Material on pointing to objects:
-------------------------

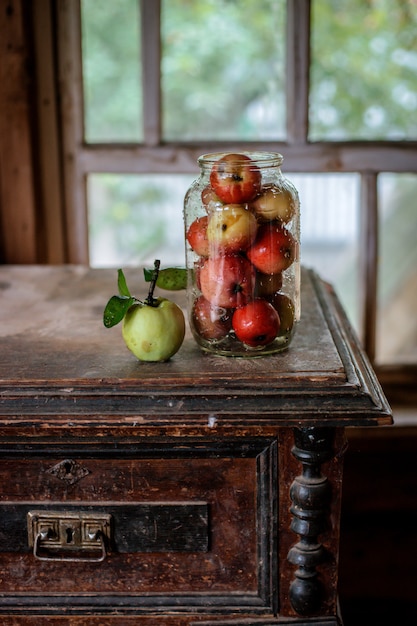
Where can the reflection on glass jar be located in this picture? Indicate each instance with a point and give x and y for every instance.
(242, 229)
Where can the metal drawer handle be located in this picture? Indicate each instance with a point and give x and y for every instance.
(37, 546)
(69, 536)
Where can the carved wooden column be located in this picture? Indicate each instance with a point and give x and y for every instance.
(310, 495)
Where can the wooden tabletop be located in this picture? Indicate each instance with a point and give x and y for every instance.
(58, 359)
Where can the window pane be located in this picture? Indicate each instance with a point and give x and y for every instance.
(111, 70)
(364, 70)
(329, 206)
(135, 219)
(397, 284)
(223, 69)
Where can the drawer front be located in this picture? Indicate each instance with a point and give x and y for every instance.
(182, 526)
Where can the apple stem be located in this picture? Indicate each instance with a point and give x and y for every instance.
(150, 300)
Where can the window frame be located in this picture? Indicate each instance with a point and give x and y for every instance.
(366, 158)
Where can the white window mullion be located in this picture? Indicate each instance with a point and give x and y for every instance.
(368, 265)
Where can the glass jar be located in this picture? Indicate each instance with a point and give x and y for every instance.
(242, 231)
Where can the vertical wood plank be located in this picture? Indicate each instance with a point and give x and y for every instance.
(17, 205)
(70, 80)
(298, 69)
(151, 70)
(50, 175)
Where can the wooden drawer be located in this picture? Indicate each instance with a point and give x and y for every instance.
(192, 526)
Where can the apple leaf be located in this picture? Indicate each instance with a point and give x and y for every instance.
(122, 284)
(169, 278)
(116, 309)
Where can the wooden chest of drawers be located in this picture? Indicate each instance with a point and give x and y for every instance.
(201, 491)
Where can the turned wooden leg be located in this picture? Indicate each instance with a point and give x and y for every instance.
(310, 495)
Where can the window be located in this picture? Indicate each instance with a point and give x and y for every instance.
(147, 86)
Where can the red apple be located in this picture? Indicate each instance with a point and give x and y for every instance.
(210, 321)
(256, 324)
(227, 280)
(286, 311)
(210, 200)
(274, 249)
(197, 236)
(235, 179)
(275, 203)
(231, 229)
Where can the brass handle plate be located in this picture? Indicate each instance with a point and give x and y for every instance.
(69, 536)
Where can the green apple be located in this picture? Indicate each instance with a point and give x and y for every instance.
(154, 332)
(155, 328)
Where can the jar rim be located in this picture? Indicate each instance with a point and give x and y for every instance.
(261, 158)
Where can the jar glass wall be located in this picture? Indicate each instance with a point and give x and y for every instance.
(242, 229)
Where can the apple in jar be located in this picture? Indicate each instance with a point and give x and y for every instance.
(210, 321)
(235, 179)
(227, 281)
(210, 199)
(256, 323)
(274, 249)
(275, 203)
(267, 284)
(231, 229)
(286, 311)
(196, 236)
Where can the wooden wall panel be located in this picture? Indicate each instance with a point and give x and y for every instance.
(18, 236)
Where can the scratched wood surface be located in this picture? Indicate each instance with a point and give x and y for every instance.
(58, 358)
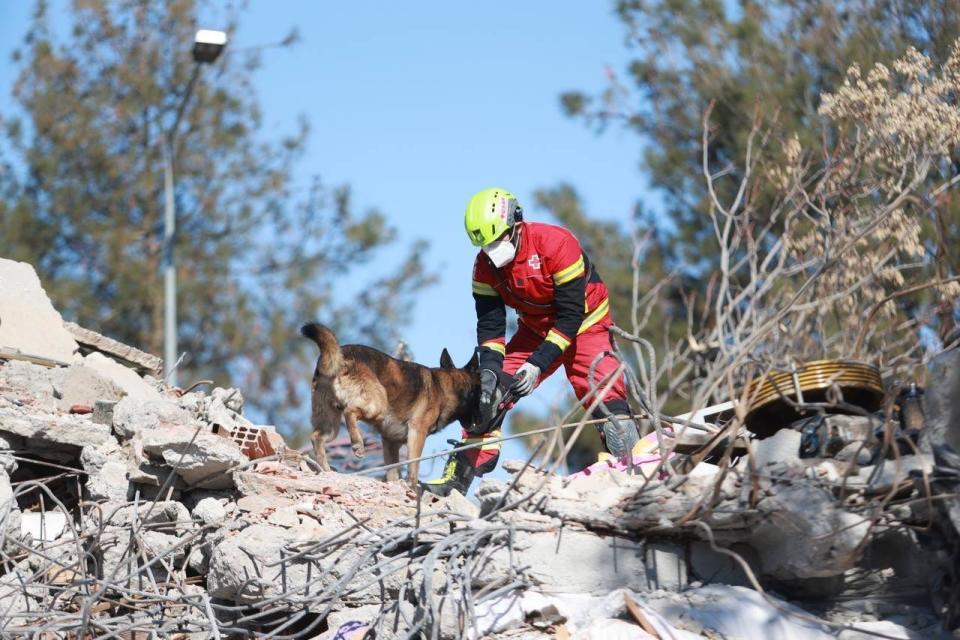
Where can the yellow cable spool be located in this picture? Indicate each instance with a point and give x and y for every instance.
(772, 397)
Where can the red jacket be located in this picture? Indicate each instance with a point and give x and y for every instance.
(552, 285)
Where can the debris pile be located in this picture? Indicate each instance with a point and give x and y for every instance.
(127, 507)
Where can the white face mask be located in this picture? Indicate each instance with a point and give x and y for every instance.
(501, 252)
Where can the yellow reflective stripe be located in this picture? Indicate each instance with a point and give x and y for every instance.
(496, 346)
(483, 289)
(595, 316)
(486, 445)
(557, 339)
(569, 273)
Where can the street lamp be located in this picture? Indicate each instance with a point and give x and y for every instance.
(207, 47)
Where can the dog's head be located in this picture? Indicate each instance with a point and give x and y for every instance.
(469, 391)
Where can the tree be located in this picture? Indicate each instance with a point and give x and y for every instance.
(764, 67)
(772, 60)
(81, 197)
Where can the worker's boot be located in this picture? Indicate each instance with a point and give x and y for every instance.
(620, 435)
(461, 467)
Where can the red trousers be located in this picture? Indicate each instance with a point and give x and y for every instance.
(576, 361)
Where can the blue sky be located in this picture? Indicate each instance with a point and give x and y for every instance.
(418, 105)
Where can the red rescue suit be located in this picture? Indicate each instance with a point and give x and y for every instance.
(564, 317)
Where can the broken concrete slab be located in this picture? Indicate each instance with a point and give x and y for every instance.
(127, 379)
(209, 511)
(24, 383)
(132, 415)
(90, 340)
(28, 321)
(198, 456)
(85, 386)
(782, 447)
(42, 430)
(250, 566)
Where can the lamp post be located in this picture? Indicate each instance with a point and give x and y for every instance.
(207, 46)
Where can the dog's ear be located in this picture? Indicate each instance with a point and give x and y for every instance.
(474, 363)
(446, 362)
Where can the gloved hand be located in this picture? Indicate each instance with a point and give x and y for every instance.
(490, 395)
(524, 380)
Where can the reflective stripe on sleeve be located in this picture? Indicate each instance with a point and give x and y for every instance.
(569, 273)
(488, 442)
(595, 316)
(495, 345)
(558, 339)
(483, 289)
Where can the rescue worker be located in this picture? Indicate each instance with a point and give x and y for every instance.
(564, 319)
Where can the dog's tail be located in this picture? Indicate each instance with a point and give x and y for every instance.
(331, 358)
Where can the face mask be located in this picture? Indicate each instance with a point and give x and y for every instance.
(501, 252)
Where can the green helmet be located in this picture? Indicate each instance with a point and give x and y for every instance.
(489, 213)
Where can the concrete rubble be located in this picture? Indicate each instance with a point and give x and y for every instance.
(147, 515)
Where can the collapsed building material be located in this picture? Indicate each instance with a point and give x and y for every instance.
(28, 321)
(778, 397)
(153, 515)
(90, 341)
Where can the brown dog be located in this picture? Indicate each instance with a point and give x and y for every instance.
(404, 401)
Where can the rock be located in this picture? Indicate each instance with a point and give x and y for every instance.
(805, 533)
(30, 384)
(199, 457)
(83, 385)
(256, 503)
(250, 566)
(43, 430)
(123, 562)
(7, 451)
(457, 503)
(164, 516)
(231, 399)
(132, 415)
(783, 447)
(209, 511)
(127, 379)
(126, 354)
(10, 517)
(28, 320)
(570, 561)
(19, 594)
(106, 467)
(712, 567)
(284, 517)
(666, 566)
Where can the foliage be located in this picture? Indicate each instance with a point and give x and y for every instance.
(81, 197)
(772, 61)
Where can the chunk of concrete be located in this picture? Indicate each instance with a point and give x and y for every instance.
(209, 511)
(571, 561)
(107, 477)
(250, 566)
(83, 385)
(91, 340)
(783, 447)
(28, 321)
(199, 457)
(132, 415)
(44, 429)
(127, 379)
(31, 384)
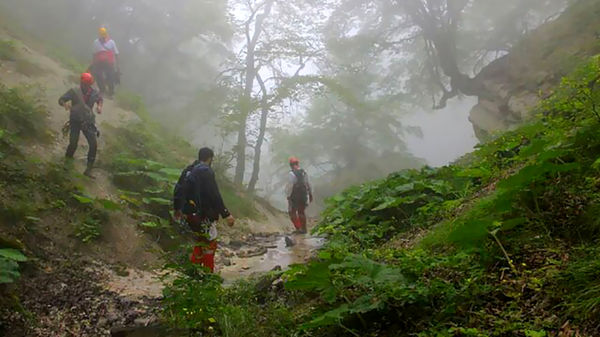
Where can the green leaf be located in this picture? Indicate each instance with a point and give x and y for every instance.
(150, 224)
(109, 205)
(83, 199)
(12, 254)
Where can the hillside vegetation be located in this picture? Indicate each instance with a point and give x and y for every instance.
(63, 235)
(502, 243)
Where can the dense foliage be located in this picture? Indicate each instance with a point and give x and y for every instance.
(503, 242)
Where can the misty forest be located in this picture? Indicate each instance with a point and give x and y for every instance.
(300, 168)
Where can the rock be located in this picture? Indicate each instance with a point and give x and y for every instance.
(289, 242)
(141, 321)
(235, 244)
(102, 321)
(256, 251)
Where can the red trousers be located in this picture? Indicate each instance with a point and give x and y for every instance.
(204, 253)
(297, 215)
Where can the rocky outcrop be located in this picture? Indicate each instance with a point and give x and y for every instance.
(520, 79)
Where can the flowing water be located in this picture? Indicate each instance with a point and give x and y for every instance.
(277, 254)
(272, 251)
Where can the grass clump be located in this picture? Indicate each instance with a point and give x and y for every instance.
(8, 50)
(29, 68)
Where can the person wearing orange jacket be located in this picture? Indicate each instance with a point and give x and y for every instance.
(197, 200)
(80, 103)
(105, 66)
(299, 194)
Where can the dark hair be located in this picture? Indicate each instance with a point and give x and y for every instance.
(205, 154)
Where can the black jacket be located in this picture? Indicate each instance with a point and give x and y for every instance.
(91, 96)
(197, 183)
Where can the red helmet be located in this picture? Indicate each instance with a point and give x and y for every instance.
(87, 78)
(294, 161)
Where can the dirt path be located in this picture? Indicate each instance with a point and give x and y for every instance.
(120, 277)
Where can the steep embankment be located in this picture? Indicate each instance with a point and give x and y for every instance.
(95, 246)
(504, 242)
(534, 67)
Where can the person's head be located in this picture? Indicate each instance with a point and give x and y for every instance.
(206, 155)
(294, 162)
(86, 80)
(103, 33)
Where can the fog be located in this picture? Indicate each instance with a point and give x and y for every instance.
(355, 89)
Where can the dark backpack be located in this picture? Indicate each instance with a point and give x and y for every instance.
(185, 189)
(299, 190)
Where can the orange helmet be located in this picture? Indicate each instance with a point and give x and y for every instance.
(294, 161)
(87, 78)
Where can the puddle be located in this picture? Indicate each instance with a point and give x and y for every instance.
(277, 255)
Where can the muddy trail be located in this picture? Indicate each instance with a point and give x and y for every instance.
(78, 296)
(115, 285)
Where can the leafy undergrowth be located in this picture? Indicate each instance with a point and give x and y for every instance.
(146, 161)
(37, 199)
(503, 243)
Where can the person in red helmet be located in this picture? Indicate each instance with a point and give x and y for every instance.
(299, 194)
(105, 62)
(80, 101)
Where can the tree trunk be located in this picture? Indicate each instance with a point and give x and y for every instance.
(251, 71)
(261, 136)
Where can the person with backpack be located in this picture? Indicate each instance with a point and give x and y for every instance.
(198, 201)
(299, 194)
(80, 101)
(105, 66)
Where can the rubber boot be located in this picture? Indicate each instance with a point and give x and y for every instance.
(88, 172)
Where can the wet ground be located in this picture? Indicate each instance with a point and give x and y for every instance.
(238, 259)
(261, 254)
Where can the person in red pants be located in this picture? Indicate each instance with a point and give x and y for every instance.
(197, 198)
(299, 195)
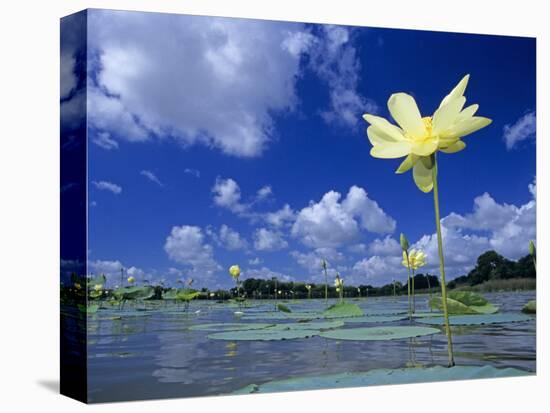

-------------------------

Repeat word for word every line from the one holding "Where can the person with" through the end of the material, both ends included, and leave the pictures out of your answer.

» **Full solution**
Where can the person with backpack be located in this picture? Indicate each instance with a point and give x and y for every instance.
(198, 201)
(299, 194)
(80, 101)
(105, 66)
Where can the rubber boot be located in this picture? Indicate each instance with a point and give x and y for every instance.
(88, 172)
Where can the wet ground be located in this picture? Indicate each instance with a point and give x and y for every instance.
(238, 259)
(261, 254)
Where can the person in red pants be located in this picture? Indicate each instance with a point and give x and y for every instance.
(197, 198)
(299, 195)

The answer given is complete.